Point annotation items:
= = =

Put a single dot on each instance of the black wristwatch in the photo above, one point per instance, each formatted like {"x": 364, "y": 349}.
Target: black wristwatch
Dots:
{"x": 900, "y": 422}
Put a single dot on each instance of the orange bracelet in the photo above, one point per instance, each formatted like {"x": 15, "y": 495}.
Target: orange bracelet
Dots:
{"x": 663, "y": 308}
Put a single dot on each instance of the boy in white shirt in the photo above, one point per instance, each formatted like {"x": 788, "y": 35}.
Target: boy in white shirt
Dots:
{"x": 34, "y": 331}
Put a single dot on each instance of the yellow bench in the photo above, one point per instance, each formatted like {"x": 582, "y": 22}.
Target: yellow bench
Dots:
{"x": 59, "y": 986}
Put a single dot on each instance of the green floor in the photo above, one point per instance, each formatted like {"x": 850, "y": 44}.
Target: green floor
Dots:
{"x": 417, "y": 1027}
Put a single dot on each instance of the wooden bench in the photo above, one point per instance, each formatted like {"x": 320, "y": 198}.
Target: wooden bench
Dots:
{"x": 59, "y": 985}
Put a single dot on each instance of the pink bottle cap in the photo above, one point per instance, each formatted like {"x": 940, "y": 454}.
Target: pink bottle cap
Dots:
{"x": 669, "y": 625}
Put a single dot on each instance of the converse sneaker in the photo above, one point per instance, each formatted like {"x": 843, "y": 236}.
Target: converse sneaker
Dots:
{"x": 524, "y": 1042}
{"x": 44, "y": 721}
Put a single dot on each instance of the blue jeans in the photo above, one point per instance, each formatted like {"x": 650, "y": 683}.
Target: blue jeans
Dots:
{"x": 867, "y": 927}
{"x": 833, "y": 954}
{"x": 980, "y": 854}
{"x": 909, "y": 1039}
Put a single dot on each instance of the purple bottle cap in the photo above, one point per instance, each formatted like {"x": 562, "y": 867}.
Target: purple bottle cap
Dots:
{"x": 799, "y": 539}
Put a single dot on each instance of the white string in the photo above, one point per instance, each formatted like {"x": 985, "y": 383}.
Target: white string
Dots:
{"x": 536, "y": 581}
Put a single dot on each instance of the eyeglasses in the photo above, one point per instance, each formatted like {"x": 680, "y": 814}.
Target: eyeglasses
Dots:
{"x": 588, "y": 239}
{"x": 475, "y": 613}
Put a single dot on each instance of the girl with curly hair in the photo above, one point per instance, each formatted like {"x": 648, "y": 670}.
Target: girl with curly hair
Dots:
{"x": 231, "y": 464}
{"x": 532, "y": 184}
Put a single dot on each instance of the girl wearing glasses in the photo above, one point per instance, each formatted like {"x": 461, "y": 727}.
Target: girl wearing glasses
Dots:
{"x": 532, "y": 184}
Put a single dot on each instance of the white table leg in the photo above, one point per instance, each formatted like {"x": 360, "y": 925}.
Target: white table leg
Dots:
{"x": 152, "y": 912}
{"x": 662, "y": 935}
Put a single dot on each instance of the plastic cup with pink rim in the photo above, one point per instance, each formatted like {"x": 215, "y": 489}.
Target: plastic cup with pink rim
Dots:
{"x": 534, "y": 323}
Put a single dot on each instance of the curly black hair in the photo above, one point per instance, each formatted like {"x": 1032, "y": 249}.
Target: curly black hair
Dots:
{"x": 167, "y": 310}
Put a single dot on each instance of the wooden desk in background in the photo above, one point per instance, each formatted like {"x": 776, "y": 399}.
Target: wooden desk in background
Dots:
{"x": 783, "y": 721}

= = =

• **Goal**: Copy word for word every line from the one containing "Put a single dot on each instance of the wooden desk" through the end of the items.

• **Solution to this task**:
Put a single dot on each instance of the wooden desk in background in the photo above, one point per instance, each formatted like {"x": 776, "y": 399}.
Target: wooden desk in background
Dots:
{"x": 783, "y": 721}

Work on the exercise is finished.